Format every line of the data below as a numbered list, omitting blank lines.
** BEGIN Input **
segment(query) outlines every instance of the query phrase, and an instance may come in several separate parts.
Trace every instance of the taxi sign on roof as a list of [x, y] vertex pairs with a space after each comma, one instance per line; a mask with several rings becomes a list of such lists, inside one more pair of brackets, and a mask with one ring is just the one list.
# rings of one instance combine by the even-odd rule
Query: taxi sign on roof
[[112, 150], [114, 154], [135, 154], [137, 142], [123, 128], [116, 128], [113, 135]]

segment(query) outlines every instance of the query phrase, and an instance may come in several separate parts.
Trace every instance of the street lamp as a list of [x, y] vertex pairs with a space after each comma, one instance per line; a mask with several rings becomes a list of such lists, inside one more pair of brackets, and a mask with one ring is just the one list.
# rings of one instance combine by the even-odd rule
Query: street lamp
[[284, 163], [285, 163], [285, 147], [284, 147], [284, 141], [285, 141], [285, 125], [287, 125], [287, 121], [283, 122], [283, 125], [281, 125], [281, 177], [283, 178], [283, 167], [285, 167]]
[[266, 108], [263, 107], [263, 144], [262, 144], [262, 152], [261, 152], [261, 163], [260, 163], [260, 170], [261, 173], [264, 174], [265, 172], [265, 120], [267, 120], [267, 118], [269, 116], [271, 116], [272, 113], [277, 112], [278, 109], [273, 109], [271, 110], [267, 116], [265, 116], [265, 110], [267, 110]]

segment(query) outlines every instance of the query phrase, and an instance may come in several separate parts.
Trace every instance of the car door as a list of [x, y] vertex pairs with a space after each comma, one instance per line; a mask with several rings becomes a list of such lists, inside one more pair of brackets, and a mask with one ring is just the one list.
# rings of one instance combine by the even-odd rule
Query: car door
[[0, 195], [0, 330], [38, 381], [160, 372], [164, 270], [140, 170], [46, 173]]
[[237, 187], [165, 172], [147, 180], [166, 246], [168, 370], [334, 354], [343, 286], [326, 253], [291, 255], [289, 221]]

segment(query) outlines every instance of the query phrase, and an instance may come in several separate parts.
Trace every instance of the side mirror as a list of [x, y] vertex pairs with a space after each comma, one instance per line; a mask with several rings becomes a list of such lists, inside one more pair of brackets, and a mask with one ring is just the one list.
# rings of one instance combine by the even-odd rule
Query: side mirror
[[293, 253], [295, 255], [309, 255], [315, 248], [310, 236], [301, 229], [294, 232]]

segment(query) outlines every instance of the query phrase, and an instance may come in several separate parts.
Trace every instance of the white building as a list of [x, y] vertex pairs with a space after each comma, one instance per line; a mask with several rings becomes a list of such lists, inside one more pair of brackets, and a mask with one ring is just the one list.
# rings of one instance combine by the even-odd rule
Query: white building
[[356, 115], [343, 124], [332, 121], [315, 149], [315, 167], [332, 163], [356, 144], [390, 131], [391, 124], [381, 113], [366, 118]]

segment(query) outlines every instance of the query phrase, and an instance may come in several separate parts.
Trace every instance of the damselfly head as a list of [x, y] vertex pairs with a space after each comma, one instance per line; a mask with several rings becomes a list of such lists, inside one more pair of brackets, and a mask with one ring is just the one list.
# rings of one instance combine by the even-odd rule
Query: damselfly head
** END Input **
## [Solution for this exercise]
1. segment(query) outlines every instance of the query phrase, and an instance may come in several separate parts.
2. Trace every instance of the taxi sign on roof as a list of [x, y] vertex pairs with a space after each comma, one instance per line; a mask with several rings becomes a list of such lists, inside one more pair of brackets, and a mask with one ring is just the one list.
3. # rings of one instance combine by the even-odd rule
4. Query: taxi sign on roof
5. [[112, 150], [114, 154], [135, 154], [137, 142], [123, 128], [116, 128], [113, 135]]
6. segment(query) outlines every instance of the query phrase, and an instance may come in several separate parts.
7. Trace every instance of the street lamp as a list of [x, y] vertex pairs with a space after each comma, one instance per line; a mask with several rings becomes a list of such lists, inside one more pair of brackets, and a mask with one ring is just the one list.
8. # rings of one instance combine by the even-odd rule
9. Query: street lamp
10. [[284, 163], [285, 163], [285, 147], [284, 147], [284, 141], [285, 141], [285, 125], [287, 125], [287, 121], [283, 122], [283, 125], [281, 125], [281, 177], [283, 178], [283, 167], [285, 167]]
11. [[266, 108], [263, 107], [263, 144], [262, 144], [262, 152], [261, 152], [261, 163], [260, 163], [260, 170], [261, 173], [264, 174], [265, 172], [265, 120], [267, 120], [267, 118], [269, 116], [271, 116], [272, 113], [277, 112], [278, 109], [273, 109], [271, 110], [267, 116], [265, 116], [265, 110], [267, 110]]
12. segment(query) outlines every instance of the query phrase, and an instance may come in several separate parts.
13. Trace every instance of the car door as a list of [x, y] vertex pairs with a space after each comma, one instance per line; a mask with several rings becomes a list of such lists, inside one more pair of brackets, and a mask with one ring is just the one list.
14. # rings of one instance combine by the even-odd rule
15. Query: car door
16. [[0, 195], [0, 330], [38, 381], [160, 372], [164, 270], [140, 170], [46, 173]]
17. [[237, 187], [165, 172], [147, 180], [166, 246], [168, 370], [334, 354], [343, 286], [326, 253], [291, 255], [289, 221]]
18. segment(query) outlines every instance of the query phrase, and an instance may come in several separate parts.
19. Trace every instance of the side mirror as a list of [x, y] vertex pairs with a space after each comma, one instance per line; a mask with several rings becomes a list of such lists, inside one more pair of brackets, and a mask with one ring is just the one list.
20. # rings of one instance combine by the even-odd rule
21. Query: side mirror
22. [[293, 253], [295, 255], [309, 255], [315, 248], [310, 236], [301, 229], [294, 232]]
23. segment(query) outlines every instance of the query phrase, and an instance may come in several separate parts.
24. Trace every instance of the white building as a list of [x, y] vertex pairs with a space after each comma, one instance per line; a mask with several rings becomes a list of such lists, inside one more pair of brackets, and a mask with one ring is just the one list.
25. # rings of one instance combine by the even-odd rule
26. Query: white building
27. [[356, 115], [343, 124], [332, 121], [315, 149], [315, 167], [332, 163], [356, 144], [390, 131], [391, 124], [381, 113], [366, 118]]
28. segment(query) outlines every instance of the query phrase, and an instance may come in several separate parts.
29. Trace every instance of the damselfly head as a list of [x, y] vertex pairs with a space after each comma, one instance per line; a mask with several rings becomes a list of such lists, inside one more pair of brackets, and a mask with one ring is just the one list.
30. # rings of one instance combine by the even-odd rule
31. Query: damselfly head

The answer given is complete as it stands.